→ Detection rows
----------

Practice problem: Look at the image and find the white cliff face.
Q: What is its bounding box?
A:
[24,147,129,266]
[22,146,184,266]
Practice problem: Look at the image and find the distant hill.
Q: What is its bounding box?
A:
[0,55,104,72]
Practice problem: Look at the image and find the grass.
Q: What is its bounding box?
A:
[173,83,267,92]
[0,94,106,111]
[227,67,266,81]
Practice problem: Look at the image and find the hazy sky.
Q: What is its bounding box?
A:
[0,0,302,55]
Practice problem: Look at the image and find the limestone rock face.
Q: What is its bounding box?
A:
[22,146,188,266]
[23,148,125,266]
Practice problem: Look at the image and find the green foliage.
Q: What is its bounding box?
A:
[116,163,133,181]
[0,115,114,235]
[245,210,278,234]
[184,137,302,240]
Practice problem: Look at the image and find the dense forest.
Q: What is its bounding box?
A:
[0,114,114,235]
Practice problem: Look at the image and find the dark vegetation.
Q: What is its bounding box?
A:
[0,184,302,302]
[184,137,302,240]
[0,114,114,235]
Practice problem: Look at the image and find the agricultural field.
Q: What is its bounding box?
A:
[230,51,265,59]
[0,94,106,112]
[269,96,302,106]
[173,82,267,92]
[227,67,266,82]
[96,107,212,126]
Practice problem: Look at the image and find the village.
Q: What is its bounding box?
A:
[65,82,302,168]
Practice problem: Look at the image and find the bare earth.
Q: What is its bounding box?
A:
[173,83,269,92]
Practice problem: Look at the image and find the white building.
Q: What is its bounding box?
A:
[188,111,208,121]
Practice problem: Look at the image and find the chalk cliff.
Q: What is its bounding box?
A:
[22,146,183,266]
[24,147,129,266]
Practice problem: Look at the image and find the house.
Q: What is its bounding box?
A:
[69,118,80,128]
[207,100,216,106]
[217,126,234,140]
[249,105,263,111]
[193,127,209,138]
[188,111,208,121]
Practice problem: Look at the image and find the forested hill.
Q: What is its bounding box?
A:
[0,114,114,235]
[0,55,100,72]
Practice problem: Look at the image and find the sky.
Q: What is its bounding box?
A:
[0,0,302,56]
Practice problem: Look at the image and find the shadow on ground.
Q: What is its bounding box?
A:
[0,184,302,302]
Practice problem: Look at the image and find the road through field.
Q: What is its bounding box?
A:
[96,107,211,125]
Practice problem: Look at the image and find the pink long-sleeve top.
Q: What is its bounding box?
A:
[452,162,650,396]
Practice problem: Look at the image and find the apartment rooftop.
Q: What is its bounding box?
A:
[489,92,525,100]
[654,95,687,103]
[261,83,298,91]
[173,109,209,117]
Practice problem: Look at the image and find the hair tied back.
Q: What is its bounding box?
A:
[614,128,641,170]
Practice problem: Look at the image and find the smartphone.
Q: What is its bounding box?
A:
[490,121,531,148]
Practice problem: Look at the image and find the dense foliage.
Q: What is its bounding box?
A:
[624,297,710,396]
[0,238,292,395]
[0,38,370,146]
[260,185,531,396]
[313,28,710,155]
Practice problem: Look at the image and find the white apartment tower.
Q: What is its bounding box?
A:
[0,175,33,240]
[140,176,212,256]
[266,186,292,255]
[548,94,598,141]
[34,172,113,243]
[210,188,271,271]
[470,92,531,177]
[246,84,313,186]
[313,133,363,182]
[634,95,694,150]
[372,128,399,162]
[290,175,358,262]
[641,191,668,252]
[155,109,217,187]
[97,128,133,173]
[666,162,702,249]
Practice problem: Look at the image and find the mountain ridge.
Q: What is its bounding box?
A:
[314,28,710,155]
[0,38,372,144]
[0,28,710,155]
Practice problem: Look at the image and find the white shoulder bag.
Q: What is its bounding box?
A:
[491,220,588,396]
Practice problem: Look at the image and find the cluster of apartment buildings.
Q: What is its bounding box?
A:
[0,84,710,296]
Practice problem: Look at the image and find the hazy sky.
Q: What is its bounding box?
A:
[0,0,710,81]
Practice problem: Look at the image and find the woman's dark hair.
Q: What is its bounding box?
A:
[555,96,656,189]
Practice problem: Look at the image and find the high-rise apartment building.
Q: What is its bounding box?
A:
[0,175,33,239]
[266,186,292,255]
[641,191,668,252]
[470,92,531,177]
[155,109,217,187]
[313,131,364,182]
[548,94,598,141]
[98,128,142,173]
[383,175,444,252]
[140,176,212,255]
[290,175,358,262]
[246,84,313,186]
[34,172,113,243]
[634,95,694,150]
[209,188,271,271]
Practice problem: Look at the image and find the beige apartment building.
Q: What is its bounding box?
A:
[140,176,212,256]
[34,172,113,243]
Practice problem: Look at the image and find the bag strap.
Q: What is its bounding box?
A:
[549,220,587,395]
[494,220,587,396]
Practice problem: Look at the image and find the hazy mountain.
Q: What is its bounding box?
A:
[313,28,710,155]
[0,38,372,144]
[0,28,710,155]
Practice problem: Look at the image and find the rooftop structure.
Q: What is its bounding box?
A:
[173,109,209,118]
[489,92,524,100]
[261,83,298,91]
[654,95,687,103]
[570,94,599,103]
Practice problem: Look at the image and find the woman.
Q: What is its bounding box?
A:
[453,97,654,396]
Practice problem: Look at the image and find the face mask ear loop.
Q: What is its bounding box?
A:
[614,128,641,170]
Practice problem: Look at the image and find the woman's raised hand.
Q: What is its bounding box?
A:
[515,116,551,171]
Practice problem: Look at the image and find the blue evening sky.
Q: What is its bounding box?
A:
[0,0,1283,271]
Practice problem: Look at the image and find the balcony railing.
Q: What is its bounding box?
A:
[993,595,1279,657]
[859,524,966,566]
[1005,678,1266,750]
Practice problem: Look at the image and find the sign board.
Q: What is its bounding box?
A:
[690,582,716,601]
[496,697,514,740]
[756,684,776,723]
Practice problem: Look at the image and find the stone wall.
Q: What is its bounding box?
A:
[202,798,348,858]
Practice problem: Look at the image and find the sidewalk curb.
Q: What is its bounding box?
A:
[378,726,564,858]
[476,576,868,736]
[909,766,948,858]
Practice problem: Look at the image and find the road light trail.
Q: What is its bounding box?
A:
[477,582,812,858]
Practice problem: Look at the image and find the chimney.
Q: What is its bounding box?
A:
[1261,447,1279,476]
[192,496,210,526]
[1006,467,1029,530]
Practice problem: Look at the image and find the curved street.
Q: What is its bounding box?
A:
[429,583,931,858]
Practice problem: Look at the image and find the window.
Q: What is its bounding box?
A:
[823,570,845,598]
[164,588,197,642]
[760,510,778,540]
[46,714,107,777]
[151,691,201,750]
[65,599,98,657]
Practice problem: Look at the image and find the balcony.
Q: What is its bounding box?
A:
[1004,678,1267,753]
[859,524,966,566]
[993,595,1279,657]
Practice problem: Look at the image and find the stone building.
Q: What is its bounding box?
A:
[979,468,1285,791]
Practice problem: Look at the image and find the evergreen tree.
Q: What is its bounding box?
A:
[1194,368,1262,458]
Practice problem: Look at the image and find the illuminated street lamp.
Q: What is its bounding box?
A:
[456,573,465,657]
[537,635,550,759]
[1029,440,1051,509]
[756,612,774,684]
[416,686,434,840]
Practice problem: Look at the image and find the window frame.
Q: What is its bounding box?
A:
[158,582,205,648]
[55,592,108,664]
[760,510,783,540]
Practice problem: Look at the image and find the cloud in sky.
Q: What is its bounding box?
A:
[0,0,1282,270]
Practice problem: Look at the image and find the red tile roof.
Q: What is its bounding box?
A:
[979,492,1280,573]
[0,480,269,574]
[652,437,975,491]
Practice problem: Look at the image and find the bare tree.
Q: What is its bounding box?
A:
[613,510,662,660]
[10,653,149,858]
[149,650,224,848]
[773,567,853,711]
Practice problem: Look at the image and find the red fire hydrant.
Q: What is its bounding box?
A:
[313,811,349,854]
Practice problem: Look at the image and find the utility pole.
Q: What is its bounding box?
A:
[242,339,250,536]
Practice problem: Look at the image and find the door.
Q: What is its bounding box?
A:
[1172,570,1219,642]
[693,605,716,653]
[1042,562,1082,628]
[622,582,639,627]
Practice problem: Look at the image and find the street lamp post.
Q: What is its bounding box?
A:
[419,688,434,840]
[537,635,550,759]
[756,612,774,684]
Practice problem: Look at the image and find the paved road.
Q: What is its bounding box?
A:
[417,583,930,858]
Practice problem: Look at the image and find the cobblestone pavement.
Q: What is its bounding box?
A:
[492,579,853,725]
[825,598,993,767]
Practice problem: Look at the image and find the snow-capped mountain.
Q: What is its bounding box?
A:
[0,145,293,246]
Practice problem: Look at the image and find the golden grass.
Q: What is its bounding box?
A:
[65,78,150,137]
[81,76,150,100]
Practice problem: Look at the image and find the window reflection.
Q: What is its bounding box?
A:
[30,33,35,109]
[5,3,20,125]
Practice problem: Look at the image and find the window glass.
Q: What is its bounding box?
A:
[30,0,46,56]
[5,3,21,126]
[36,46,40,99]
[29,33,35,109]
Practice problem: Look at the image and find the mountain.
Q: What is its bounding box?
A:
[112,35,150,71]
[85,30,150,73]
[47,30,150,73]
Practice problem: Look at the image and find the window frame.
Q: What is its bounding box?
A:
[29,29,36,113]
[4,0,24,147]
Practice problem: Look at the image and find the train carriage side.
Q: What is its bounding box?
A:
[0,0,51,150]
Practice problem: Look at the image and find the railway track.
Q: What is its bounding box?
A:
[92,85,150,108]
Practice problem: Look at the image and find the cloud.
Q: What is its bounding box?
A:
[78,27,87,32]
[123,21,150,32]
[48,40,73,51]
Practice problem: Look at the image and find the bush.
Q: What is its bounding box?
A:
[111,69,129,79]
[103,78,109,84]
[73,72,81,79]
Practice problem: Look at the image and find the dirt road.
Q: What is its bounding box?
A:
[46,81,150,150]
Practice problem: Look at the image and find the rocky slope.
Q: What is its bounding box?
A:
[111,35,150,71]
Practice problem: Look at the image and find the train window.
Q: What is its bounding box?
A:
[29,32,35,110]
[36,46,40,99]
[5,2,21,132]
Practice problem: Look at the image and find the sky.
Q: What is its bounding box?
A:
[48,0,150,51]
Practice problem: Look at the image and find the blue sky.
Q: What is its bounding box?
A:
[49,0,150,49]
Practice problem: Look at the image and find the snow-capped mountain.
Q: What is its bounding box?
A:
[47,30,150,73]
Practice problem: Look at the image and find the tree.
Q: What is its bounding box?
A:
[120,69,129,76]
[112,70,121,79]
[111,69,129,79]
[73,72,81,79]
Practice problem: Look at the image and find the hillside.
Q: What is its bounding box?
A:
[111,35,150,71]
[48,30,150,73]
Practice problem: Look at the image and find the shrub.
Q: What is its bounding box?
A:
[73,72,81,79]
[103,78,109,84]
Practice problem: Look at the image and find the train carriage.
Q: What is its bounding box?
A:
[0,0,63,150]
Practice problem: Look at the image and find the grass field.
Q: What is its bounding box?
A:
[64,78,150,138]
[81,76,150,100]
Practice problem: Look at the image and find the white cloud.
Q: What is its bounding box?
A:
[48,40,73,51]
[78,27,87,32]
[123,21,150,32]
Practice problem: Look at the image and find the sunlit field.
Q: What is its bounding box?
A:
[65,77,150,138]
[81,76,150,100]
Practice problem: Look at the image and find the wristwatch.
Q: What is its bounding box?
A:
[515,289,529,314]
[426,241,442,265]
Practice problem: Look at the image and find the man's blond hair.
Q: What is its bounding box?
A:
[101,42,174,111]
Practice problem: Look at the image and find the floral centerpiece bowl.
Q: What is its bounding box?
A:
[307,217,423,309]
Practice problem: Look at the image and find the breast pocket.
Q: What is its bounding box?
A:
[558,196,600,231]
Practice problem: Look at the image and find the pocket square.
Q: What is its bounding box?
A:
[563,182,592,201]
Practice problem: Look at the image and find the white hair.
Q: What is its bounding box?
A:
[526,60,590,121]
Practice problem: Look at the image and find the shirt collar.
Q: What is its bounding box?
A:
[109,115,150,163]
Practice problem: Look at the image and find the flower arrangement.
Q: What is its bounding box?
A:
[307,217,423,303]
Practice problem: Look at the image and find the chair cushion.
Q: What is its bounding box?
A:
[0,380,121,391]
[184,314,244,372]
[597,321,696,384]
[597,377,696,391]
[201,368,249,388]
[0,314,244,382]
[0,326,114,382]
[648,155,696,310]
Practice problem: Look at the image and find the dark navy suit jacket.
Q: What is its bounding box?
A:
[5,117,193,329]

----------

→ Job
Convert the rows into a JSON list of strings, one string per line, with blank lines omitted. Begin at the line containing "Practice problem: Look at the image and find the pocket" and continue through the end of the rows, including both ends.

→ Response for this exercise
[
  "Practice problem: Look at the image and find the pocket square.",
  "Q: What is its bounding box?",
  "A:",
  "[563,182,592,201]",
  "Practice problem: Look at the image and find the white hair.",
  "Q: What is its bounding box?",
  "A:",
  "[526,60,590,121]",
  "Practice problem: Look at the image and find the shirt collar.",
  "Q: What is its bounding box?",
  "A:",
  "[109,115,150,163]",
  "Practice problem: Look at the image and find the flower arrangement.",
  "Q: What is its bounding box?",
  "A:",
  "[307,217,423,303]",
  "Practice problem: Look at the image and find the chair cushion.",
  "Q: What is its bounding box?",
  "A:",
  "[0,380,121,391]",
  "[184,314,244,372]",
  "[597,321,696,384]",
  "[597,377,696,391]",
  "[201,368,249,388]",
  "[0,314,244,382]",
  "[0,326,114,382]",
  "[648,155,696,310]",
  "Practice problem: Look at the image and find the dark navy suit jacket.",
  "Q: What is its bounding box?",
  "A:",
  "[5,117,193,329]"
]